▶ **TASKS**:
a) Answer these from the Jab Jab Phool Khile article:
(i) Where does Rita go for a holiday, and who goes with her?
(ii) Whom does Rita's father want her to marry?
(iii) Which 1996 Hindi movie was inspired by this film?
b) From the Jab Jab Phool Khile article, return the passage starting at "Raj Bahadur (Kamal" and ending at "to her culture.".

## Start QUOTED TEXT

Jab Jab Phool Khile () is a 1965 Indian Hindi-language romantic drama film. It stars Shashi Kapoor and Nanda. The story is of a poor boy who is a boatman in Kashmir and falls in love with a rich tourist. The film became a "blockbuster" at the box office, was No. 2 in top ten grossing films at Box Office India for 1965. The songs by the music composing duo Kalyanji Anandji, assisted by then little-known Laxmikant Pyarelal are highlights of the film (lyrics by Anand Bakshi). The film was screened in Algeria's cinema halls every two days for a couple of years; there was, in fact, public demand for it. Shashi Kapoor was one of the most successful Indian actors in North African countries such as Algeria, Morocco and Libya. In the souks of Marrakesh, even today some of the older shopkeepers will give you a discount if you are from the land of Shashi Kapoor. In 1996, the Hindi movie Raja Hindustani was inspired by this movie.

Plot
Rita Khanna (Nanda), only daughter and an heiress of Raj Bahadur Chunnilal goes to Kashmir for a holiday along with her maid Stella (Shammi). There, she rents a houseboat and becomes friendly with owner of that houseboat Raja (Shashi Kapoor). Raja was an innocent and romantic village guy who lives along with his younger sister Munni(Baby Farida). After some misunderstandings, they grow friendly and Raja falls in love with Rita. Before starting back, Rita promises Raja that she would come back the following year.

At her home, her father wants her to marry Kishore,(Jatin Khanna) but Rita keeps on postponing her decision. She goes to Kashmir the following year as promised, but Kishore comes along with her, causing Raja trouble. Finally Raja professes his love and asks her to marry him. She chooses Raja over Kishore and brings him to her dad.

Raj Bahadur (Kamal Kapoor) doesn't want his daughter to marry Raja and tries to reason with her, but fails. At last, he tells his daughter that Raja was of a completely different background and can't adjust to their ways. Rita asks Raja to change his appearance and habits and Raja agrees. After a makeover, Raj Bahadur throws a party to introduce Raja to everyone. There, Raja couldn't bear watching Rita dancing with other men. It leads to a quarrel between them and Raja leaves her house saying that he couldn't adjust to her culture.

## End QUOTED TEXT
## Start EXCERPTED RECORDS

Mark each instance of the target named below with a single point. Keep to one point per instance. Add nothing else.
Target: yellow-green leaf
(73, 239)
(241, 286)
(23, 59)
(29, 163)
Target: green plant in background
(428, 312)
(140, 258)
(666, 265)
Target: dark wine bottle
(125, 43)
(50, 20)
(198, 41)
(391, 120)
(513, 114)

## End EXCERPTED RECORDS

▶ **ANSWER SET**:
a)
(i) Kashmir, with her maid Stella
(ii) Kishore
(iii) Raja Hindustani

b)
Raj Bahadur (Kamal Kapoor) doesn't want his daughter to marry Raja and tries to reason with her, but fails. At last, he tells his daughter that Raja was of a completely different background and can't adjust to their ways. Rita asks Raja to change his appearance and habits and Raja agrees. After a makeover, Raj Bahadur throws a party to introduce Raja to everyone. There, Raja couldn't bear watching Rita dancing with other men. It leads to a quarrel between them and Raja leaves her house saying that he couldn't adjust to her culture.